• TASK OBJECTIVE
Every record below, from first to last: print it exactly as shown.

Saved entries
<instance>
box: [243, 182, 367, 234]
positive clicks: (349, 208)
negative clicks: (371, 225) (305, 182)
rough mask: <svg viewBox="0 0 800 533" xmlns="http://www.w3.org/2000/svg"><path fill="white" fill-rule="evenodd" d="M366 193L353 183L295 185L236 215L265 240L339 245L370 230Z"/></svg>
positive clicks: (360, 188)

• TASK OUTPUT
<instance>
box: [243, 182, 367, 234]
positive clicks: (349, 208)
negative clicks: (371, 225) (305, 182)
rough mask: <svg viewBox="0 0 800 533" xmlns="http://www.w3.org/2000/svg"><path fill="white" fill-rule="evenodd" d="M366 193L353 183L295 185L236 215L265 240L339 245L370 230Z"/></svg>
positive clicks: (360, 188)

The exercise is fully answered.